» **TASK DETAILS**: Please gather each line in the data below that contains the word "necktie" and copy those lines unchanged.

» **INPUT MATERIAL**:
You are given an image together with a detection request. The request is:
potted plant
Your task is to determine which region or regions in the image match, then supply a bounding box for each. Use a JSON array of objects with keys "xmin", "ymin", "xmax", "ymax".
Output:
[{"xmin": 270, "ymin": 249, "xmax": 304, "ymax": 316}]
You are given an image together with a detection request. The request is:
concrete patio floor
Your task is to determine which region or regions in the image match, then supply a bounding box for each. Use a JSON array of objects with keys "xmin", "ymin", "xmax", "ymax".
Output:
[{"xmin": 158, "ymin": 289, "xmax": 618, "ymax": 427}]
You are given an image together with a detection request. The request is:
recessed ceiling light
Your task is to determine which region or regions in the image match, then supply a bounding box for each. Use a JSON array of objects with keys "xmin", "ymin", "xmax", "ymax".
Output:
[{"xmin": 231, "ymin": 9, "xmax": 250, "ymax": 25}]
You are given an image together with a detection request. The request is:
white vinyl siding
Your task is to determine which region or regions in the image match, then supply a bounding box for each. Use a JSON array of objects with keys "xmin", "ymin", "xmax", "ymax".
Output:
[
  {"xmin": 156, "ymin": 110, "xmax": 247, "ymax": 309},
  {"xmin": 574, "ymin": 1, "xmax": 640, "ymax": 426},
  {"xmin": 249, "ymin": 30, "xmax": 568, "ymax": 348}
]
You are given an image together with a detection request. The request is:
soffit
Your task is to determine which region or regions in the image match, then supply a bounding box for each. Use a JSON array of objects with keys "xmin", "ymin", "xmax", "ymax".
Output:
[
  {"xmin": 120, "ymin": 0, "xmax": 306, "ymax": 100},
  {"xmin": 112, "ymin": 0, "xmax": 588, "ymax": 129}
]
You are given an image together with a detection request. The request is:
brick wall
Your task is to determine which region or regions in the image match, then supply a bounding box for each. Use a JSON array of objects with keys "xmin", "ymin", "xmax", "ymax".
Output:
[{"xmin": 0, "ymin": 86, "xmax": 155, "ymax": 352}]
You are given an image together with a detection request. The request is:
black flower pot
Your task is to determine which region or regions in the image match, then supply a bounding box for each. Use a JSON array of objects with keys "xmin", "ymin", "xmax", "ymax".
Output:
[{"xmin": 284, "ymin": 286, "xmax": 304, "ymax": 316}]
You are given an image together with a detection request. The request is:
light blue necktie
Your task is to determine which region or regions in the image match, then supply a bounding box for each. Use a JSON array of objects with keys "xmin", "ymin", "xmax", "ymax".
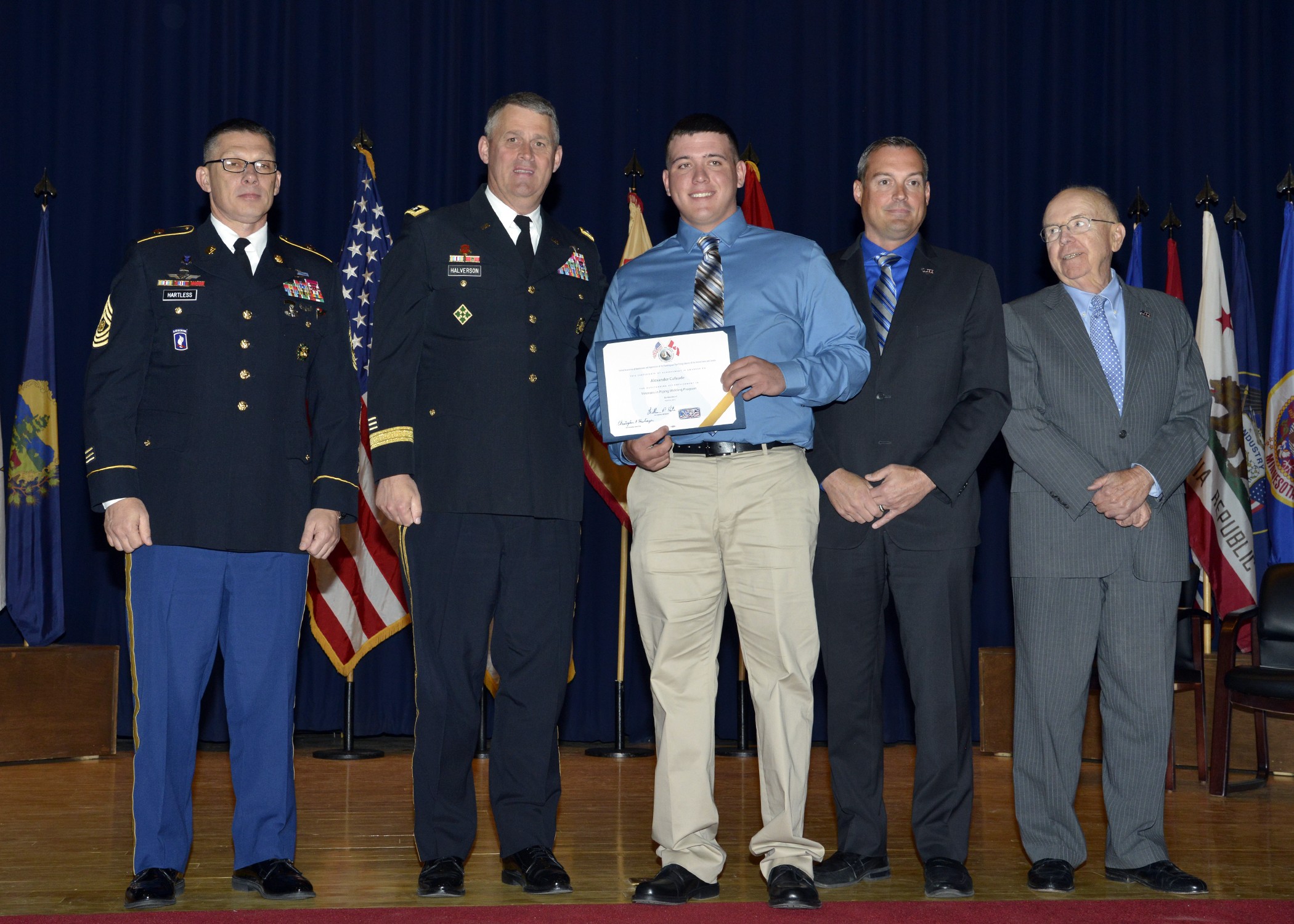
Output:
[
  {"xmin": 872, "ymin": 254, "xmax": 898, "ymax": 354},
  {"xmin": 1087, "ymin": 295, "xmax": 1123, "ymax": 414},
  {"xmin": 693, "ymin": 234, "xmax": 723, "ymax": 330}
]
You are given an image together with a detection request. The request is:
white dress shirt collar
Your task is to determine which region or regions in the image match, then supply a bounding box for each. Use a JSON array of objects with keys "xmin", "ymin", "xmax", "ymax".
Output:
[
  {"xmin": 211, "ymin": 215, "xmax": 269, "ymax": 273},
  {"xmin": 486, "ymin": 187, "xmax": 543, "ymax": 254}
]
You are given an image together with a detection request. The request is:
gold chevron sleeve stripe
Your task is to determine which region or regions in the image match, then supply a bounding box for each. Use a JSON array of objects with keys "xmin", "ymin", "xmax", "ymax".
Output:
[
  {"xmin": 369, "ymin": 427, "xmax": 413, "ymax": 449},
  {"xmin": 312, "ymin": 475, "xmax": 360, "ymax": 490},
  {"xmin": 86, "ymin": 464, "xmax": 134, "ymax": 477},
  {"xmin": 89, "ymin": 295, "xmax": 113, "ymax": 349}
]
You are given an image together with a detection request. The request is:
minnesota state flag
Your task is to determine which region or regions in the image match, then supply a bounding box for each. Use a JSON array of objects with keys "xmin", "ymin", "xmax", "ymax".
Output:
[{"xmin": 5, "ymin": 207, "xmax": 63, "ymax": 644}]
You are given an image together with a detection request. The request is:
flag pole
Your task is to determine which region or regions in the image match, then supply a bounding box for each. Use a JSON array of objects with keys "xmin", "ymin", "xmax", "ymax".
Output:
[
  {"xmin": 313, "ymin": 126, "xmax": 386, "ymax": 761},
  {"xmin": 584, "ymin": 525, "xmax": 654, "ymax": 757}
]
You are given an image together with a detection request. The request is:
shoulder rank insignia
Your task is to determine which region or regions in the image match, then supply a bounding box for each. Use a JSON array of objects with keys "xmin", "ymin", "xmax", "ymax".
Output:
[
  {"xmin": 279, "ymin": 234, "xmax": 333, "ymax": 262},
  {"xmin": 134, "ymin": 225, "xmax": 193, "ymax": 243},
  {"xmin": 91, "ymin": 295, "xmax": 113, "ymax": 349}
]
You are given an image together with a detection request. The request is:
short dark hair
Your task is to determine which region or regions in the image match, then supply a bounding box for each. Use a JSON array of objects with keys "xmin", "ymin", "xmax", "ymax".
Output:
[
  {"xmin": 484, "ymin": 92, "xmax": 561, "ymax": 147},
  {"xmin": 665, "ymin": 113, "xmax": 740, "ymax": 169},
  {"xmin": 858, "ymin": 134, "xmax": 930, "ymax": 182},
  {"xmin": 202, "ymin": 119, "xmax": 279, "ymax": 163},
  {"xmin": 1052, "ymin": 184, "xmax": 1120, "ymax": 221}
]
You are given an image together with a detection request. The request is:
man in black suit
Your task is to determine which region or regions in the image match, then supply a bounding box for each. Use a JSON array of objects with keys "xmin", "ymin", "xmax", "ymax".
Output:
[
  {"xmin": 369, "ymin": 93, "xmax": 606, "ymax": 897},
  {"xmin": 809, "ymin": 137, "xmax": 1009, "ymax": 897}
]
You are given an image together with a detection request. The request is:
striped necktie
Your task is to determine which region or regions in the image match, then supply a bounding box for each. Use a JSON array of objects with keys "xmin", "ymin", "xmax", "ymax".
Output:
[
  {"xmin": 1087, "ymin": 295, "xmax": 1123, "ymax": 414},
  {"xmin": 693, "ymin": 234, "xmax": 723, "ymax": 330},
  {"xmin": 872, "ymin": 254, "xmax": 898, "ymax": 354}
]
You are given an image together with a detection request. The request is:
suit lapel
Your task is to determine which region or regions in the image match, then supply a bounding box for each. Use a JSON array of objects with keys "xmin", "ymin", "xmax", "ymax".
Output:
[
  {"xmin": 1121, "ymin": 285, "xmax": 1154, "ymax": 408},
  {"xmin": 1046, "ymin": 285, "xmax": 1127, "ymax": 415}
]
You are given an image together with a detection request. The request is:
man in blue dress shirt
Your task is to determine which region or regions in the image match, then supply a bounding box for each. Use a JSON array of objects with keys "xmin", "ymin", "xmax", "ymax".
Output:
[{"xmin": 584, "ymin": 114, "xmax": 869, "ymax": 907}]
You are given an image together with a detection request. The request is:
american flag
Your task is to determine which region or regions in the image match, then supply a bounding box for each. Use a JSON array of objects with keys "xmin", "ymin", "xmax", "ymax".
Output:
[{"xmin": 307, "ymin": 147, "xmax": 409, "ymax": 676}]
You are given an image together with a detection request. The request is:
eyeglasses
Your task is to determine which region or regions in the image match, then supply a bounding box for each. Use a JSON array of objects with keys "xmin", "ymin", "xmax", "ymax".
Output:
[
  {"xmin": 1035, "ymin": 216, "xmax": 1118, "ymax": 243},
  {"xmin": 202, "ymin": 156, "xmax": 279, "ymax": 174}
]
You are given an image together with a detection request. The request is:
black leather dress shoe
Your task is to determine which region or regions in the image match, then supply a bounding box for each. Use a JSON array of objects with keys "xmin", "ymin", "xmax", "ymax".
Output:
[
  {"xmin": 126, "ymin": 865, "xmax": 184, "ymax": 909},
  {"xmin": 1105, "ymin": 859, "xmax": 1208, "ymax": 896},
  {"xmin": 634, "ymin": 863, "xmax": 720, "ymax": 904},
  {"xmin": 232, "ymin": 859, "xmax": 314, "ymax": 902},
  {"xmin": 926, "ymin": 857, "xmax": 974, "ymax": 898},
  {"xmin": 1029, "ymin": 858, "xmax": 1074, "ymax": 891},
  {"xmin": 813, "ymin": 850, "xmax": 889, "ymax": 889},
  {"xmin": 503, "ymin": 846, "xmax": 571, "ymax": 896},
  {"xmin": 768, "ymin": 863, "xmax": 822, "ymax": 909},
  {"xmin": 418, "ymin": 857, "xmax": 463, "ymax": 898}
]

» **FINISHED TASK**:
light blue necktie
striped necktie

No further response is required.